AIM OF THE EXERCISE → Reproduce the records below without the pictures, substituting "give the coordinates of one point" for each occurrence of "give the location of one point" and leaving everything else as it stands.

## Start EXERCISE INPUTS

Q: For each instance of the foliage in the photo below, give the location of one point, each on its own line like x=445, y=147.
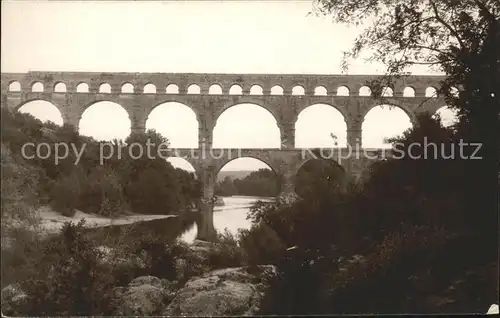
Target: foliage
x=226, y=253
x=260, y=183
x=262, y=245
x=103, y=193
x=65, y=194
x=69, y=278
x=111, y=187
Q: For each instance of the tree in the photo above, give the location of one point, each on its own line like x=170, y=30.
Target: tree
x=459, y=38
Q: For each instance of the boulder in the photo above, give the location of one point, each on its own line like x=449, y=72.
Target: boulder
x=12, y=300
x=232, y=291
x=144, y=296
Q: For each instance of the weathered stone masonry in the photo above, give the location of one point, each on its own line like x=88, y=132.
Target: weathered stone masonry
x=208, y=107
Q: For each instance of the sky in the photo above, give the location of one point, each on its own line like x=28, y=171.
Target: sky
x=190, y=36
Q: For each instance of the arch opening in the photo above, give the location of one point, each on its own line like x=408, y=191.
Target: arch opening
x=105, y=88
x=60, y=88
x=318, y=178
x=381, y=123
x=215, y=89
x=256, y=90
x=37, y=87
x=181, y=163
x=320, y=126
x=298, y=90
x=365, y=91
x=320, y=91
x=448, y=116
x=82, y=88
x=236, y=90
x=247, y=176
x=176, y=122
x=276, y=90
x=105, y=121
x=43, y=110
x=172, y=89
x=343, y=91
x=246, y=126
x=15, y=86
x=149, y=89
x=387, y=91
x=193, y=89
x=409, y=92
x=431, y=92
x=127, y=88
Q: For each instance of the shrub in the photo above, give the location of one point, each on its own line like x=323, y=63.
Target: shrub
x=65, y=194
x=226, y=253
x=103, y=193
x=262, y=245
x=69, y=278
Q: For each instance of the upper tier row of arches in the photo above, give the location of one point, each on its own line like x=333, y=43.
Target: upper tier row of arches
x=318, y=125
x=215, y=89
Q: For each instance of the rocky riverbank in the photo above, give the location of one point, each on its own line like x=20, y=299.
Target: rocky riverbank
x=221, y=292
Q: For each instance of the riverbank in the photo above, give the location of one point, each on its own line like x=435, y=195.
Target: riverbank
x=53, y=222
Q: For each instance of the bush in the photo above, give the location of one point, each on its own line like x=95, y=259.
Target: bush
x=69, y=278
x=65, y=194
x=103, y=193
x=227, y=252
x=262, y=245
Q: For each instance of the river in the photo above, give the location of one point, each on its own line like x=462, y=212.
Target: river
x=231, y=216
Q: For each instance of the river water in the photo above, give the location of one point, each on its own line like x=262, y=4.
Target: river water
x=231, y=216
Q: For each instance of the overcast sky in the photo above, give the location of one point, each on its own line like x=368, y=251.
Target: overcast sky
x=176, y=36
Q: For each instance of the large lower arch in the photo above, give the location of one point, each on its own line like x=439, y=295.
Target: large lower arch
x=246, y=126
x=177, y=122
x=319, y=177
x=247, y=176
x=43, y=110
x=320, y=126
x=448, y=116
x=105, y=120
x=382, y=123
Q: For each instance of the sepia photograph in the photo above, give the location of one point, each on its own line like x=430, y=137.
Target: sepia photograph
x=250, y=158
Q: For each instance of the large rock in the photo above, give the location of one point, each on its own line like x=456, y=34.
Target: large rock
x=232, y=291
x=12, y=300
x=144, y=296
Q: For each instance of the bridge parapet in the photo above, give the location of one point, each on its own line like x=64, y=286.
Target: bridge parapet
x=287, y=82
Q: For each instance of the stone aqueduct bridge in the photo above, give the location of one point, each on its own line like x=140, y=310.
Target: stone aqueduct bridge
x=60, y=89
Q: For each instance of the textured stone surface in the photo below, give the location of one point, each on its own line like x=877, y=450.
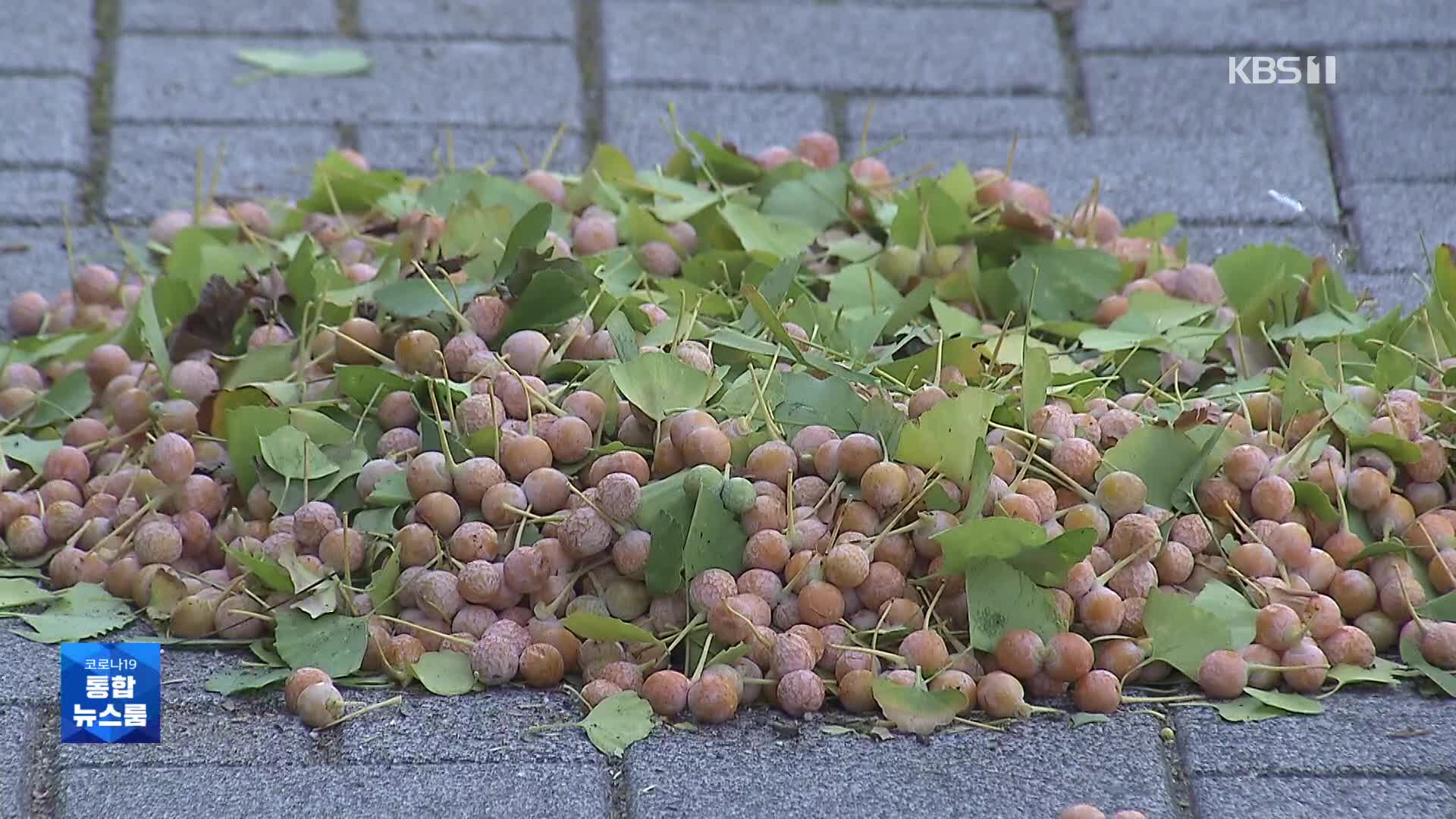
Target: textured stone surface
x=1360, y=733
x=957, y=115
x=18, y=726
x=444, y=792
x=424, y=149
x=155, y=167
x=36, y=38
x=979, y=773
x=1320, y=798
x=38, y=196
x=638, y=118
x=473, y=18
x=224, y=17
x=1210, y=242
x=808, y=46
x=44, y=121
x=1201, y=177
x=33, y=670
x=481, y=729
x=1382, y=145
x=1392, y=219
x=1395, y=69
x=216, y=735
x=1187, y=95
x=1228, y=24
x=181, y=79
x=34, y=259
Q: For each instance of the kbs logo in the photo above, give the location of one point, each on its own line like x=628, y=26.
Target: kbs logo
x=1282, y=71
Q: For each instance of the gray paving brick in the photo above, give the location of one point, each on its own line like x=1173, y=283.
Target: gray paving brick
x=44, y=123
x=1395, y=69
x=475, y=18
x=36, y=260
x=805, y=46
x=637, y=118
x=1391, y=289
x=421, y=149
x=1193, y=93
x=33, y=670
x=187, y=79
x=1228, y=24
x=18, y=726
x=38, y=196
x=1397, y=137
x=187, y=670
x=1203, y=177
x=224, y=17
x=1318, y=798
x=446, y=792
x=1391, y=222
x=1210, y=242
x=155, y=167
x=237, y=732
x=36, y=42
x=487, y=727
x=1360, y=733
x=959, y=115
x=1037, y=768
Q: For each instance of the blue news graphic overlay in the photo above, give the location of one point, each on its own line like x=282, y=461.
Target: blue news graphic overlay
x=111, y=692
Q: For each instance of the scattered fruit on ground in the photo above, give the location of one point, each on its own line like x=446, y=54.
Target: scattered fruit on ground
x=739, y=431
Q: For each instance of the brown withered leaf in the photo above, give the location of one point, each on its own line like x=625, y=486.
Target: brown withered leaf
x=210, y=324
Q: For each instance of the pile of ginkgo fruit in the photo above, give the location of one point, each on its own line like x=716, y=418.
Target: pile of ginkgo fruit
x=737, y=428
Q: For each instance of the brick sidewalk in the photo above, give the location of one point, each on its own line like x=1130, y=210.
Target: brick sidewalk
x=107, y=105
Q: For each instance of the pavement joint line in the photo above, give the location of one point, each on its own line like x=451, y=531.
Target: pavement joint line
x=42, y=773
x=42, y=74
x=1321, y=110
x=1180, y=774
x=846, y=93
x=1078, y=105
x=1014, y=93
x=848, y=133
x=366, y=38
x=327, y=123
x=619, y=787
x=592, y=67
x=1329, y=774
x=1229, y=50
x=348, y=134
x=347, y=14
x=105, y=18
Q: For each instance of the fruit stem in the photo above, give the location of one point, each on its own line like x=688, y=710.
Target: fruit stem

## End EXERCISE INPUTS

FINISHED EXERCISE →
Q: For each instance of the foliage in the photo below, give the coordinates of one point, each on its own line like x=445, y=147.
Target: foliage
x=226, y=253
x=260, y=183
x=262, y=245
x=103, y=193
x=65, y=194
x=69, y=278
x=111, y=187
Q: For each instance of the tree in the photo above, give the coordinates of one point, each on its own line like x=170, y=30.
Target: tree
x=459, y=38
Q: For each instance of the boulder in the photo above, give the coordinates of one point, each on its own line like x=449, y=72.
Target: boulder
x=12, y=300
x=232, y=291
x=144, y=296
Q: For each instance of the weathered stone masonry in the photo above, give the coordinates of one point, each on its own line like x=88, y=132.
Target: weathered stone masonry
x=208, y=107
Q: For each instance of the sky in the photo above, give the coordinates of one point, each on its own line like x=28, y=171.
Target: sky
x=190, y=36
Q: For each instance of the arch opening in the photo above, give the coordinates of one point, each on its own line like x=408, y=191.
Target: arch opening
x=105, y=88
x=60, y=88
x=318, y=178
x=381, y=123
x=215, y=89
x=256, y=90
x=37, y=87
x=181, y=163
x=320, y=126
x=298, y=90
x=365, y=91
x=320, y=91
x=448, y=116
x=82, y=88
x=236, y=90
x=247, y=176
x=176, y=122
x=276, y=90
x=105, y=121
x=43, y=110
x=172, y=89
x=343, y=91
x=246, y=126
x=15, y=86
x=149, y=89
x=387, y=91
x=193, y=89
x=409, y=92
x=431, y=92
x=127, y=88
Q: For each instance of the shrub in the photo above, give the coordinates of one point, each on its own line like x=323, y=63.
Target: shrub
x=65, y=194
x=226, y=253
x=103, y=193
x=262, y=245
x=69, y=278
Q: For each instance of the upper tier row of arches in the photo above, give the coordinates of one point, each on its own line like x=333, y=43.
Target: upper tier row of arches
x=318, y=125
x=215, y=89
Q: For each instance of the rocky riverbank in the photo above, give the coordinates of one point, each on its own line like x=20, y=299.
Target: rocky riverbank
x=221, y=292
Q: For each instance of the riverbank in the photo above, give the coordinates of one point, each on its own line like x=435, y=195.
Target: riverbank
x=53, y=222
Q: For each instance of the bush in the photo above, give the coordinates of one point, each on its own line like x=95, y=259.
Target: bush
x=69, y=278
x=65, y=194
x=103, y=193
x=227, y=252
x=262, y=245
Q: For each instance of the river in the photo above, give the coordinates of one point, each on its own line like x=462, y=212.
Target: river
x=231, y=216
Q: For each instance of the river water in the photo above, give the coordinates of one point, each on its own line like x=262, y=4.
Target: river water
x=231, y=216
Q: For each instance of the overcast sky in the photo above, give the coordinates of one point, each on its own line like x=368, y=251.
Target: overcast sky
x=176, y=36
Q: For each instance of the large lower arch in the photo above, give the coordinates of one point, each on its own line like x=439, y=295.
Target: large lower arch
x=246, y=126
x=177, y=122
x=319, y=177
x=247, y=176
x=43, y=110
x=320, y=126
x=448, y=116
x=105, y=120
x=382, y=123
Q: For each instance of the sepia photograph in the photo above, give the coordinates of one point, each on its own line like x=430, y=137.
Target: sepia photograph
x=250, y=158
Q: For each instance of the large rock in the photo above, give the coordinates of one point, each on its own line like x=456, y=34.
Target: large rock
x=232, y=291
x=12, y=300
x=144, y=296
Q: For each instance of the bridge parapet in the photo above, give the coordinates of one point, each on its own line like x=64, y=286.
Target: bridge parapet
x=287, y=82
Q: For each instance of the stone aqueduct bridge in the photo above, give the coordinates of one point, each on its own line like x=140, y=310.
Target: stone aqueduct bridge
x=60, y=89
Q: For each instance of the textured stone surface in the photo below, give the coordinates of one point, each on its own line like x=877, y=450.
Target: textured stone surface
x=1360, y=733
x=957, y=115
x=18, y=726
x=444, y=792
x=424, y=149
x=155, y=167
x=36, y=38
x=979, y=773
x=1320, y=798
x=38, y=196
x=638, y=118
x=473, y=18
x=224, y=17
x=1210, y=242
x=808, y=46
x=44, y=121
x=1201, y=177
x=33, y=670
x=481, y=729
x=1382, y=145
x=1392, y=219
x=1395, y=69
x=216, y=735
x=1187, y=95
x=1228, y=24
x=181, y=79
x=34, y=259
Q: For each instance of the kbs logo in the photo above, give the coordinates of one point, each on its own line like x=628, y=26.
Target: kbs logo
x=1282, y=71
Q: For each instance of the gray paving brick in the photo above, give the coordinates of one point, each on its own line like x=1173, y=283.
Target: gray paving brick
x=44, y=123
x=1395, y=69
x=475, y=18
x=36, y=260
x=805, y=46
x=637, y=118
x=1391, y=289
x=421, y=149
x=1193, y=93
x=33, y=670
x=187, y=79
x=1228, y=24
x=18, y=726
x=38, y=196
x=1397, y=137
x=187, y=670
x=1203, y=177
x=224, y=17
x=1318, y=798
x=446, y=792
x=1391, y=222
x=1210, y=242
x=155, y=167
x=237, y=732
x=36, y=42
x=487, y=727
x=1360, y=733
x=959, y=115
x=1037, y=768
Q: For each instance of the blue news graphic overlay in the photo above, give the coordinates of one point, each on its own line like x=282, y=461.
Target: blue news graphic overlay
x=111, y=692
Q: For each instance of the scattered fruit on ground in the photo above, give the coordinates of one point, each on its own line like x=446, y=54.
Target: scattered fruit on ground
x=739, y=431
Q: For each instance of the brown withered leaf in the photo above, give the coordinates of one point, each on its own line like x=625, y=486.
Target: brown withered leaf
x=210, y=324
Q: For each instance of the pile of ginkgo fruit in the photo above, give the coordinates of one point, each on its own line like x=716, y=418.
Target: pile of ginkgo fruit
x=737, y=428
Q: For each instance of the brick sidewalk in the photo above, give the coordinates of one point, each on its own line like x=1130, y=210.
Target: brick sidewalk
x=107, y=105
Q: For each instance of the pavement joint line in the photo above, give the coordinates of one point, each on its own line like x=451, y=531.
Target: pavement joint line
x=42, y=773
x=42, y=74
x=1321, y=110
x=1180, y=774
x=846, y=93
x=1078, y=105
x=1014, y=93
x=848, y=133
x=366, y=38
x=327, y=123
x=619, y=787
x=592, y=67
x=1329, y=774
x=1229, y=50
x=348, y=134
x=347, y=14
x=105, y=18
Q: For each instance of the fruit stem in the photo above, give the coordinates of one point, each on its own line like x=688, y=710.
Target: fruit stem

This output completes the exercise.